> TEXT TO READ
= = = = = = =

Re: [music-dsp] Did anybody here think about signal integrity

2015-06-05 Thread Stefan Stenzel
Theo,

Any continuous function bandlimited to frequencies  fs/2 is completely 
determined by its samples.
That’s the essence of the sampling theorem, which answers all your questions.

Stefan


 On 03 Jun 2015, at 22:47 , Theo Verelst theo...@theover.org wrote:
 
 Hi,
 
 Playing with analog and digital processing, I came to the conclusion I'd like 
 to contemplate about certain digital signal processing considerations, I'm 
 sure have been in the minds of pioneering people quite a while ago, 
 concerning let's say how accurate theoretically and practically all kinds of 
 basic DSP subjects really are.

= = = = = = =

> AVAILABLE DATA
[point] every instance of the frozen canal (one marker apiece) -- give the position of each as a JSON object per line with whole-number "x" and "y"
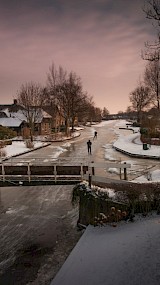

= = = = = = =

> PROBLEM DESCRIPTION
Keep writing the music-dsp email about signal integrity, starting right after its last sentence.

> WRITTEN RESPONSE
 For instance, I care about what happens with a perfect sine wave getting 
 either digitized or mathematically and with an accurate computer program put 
 into a sequence of signal samples. When a close to perfect sample (in the 
 sense of a list of signal samples) gets played over a Digital to Analog 
 Converter, how perfect is the analog signal getting out of there? And if it 
 isn't all perfect, where are the errors?
 
 As a very crude thinking example, suppose a square wave oscillator like in a 
 synthesizer or an electronic circuit test generator is creating a near 
 perfect square wave, and it is also digitized or an attempt is made in 
 software to somehow turn the two voltages of the square wave into samples.
 
 Maybe a more reasonable idea is to take into account what a DAC will do with 
 the signal represented in the samples that are taken as music, speech, a 
 musical instrument's tones, or sound effects. For instance, what does the 
 digital reconstruction window and the build in oversampling make of a 
 exponential curve (like the part of an envelope could easily be) with it's 
 given (usually FIR) filter length.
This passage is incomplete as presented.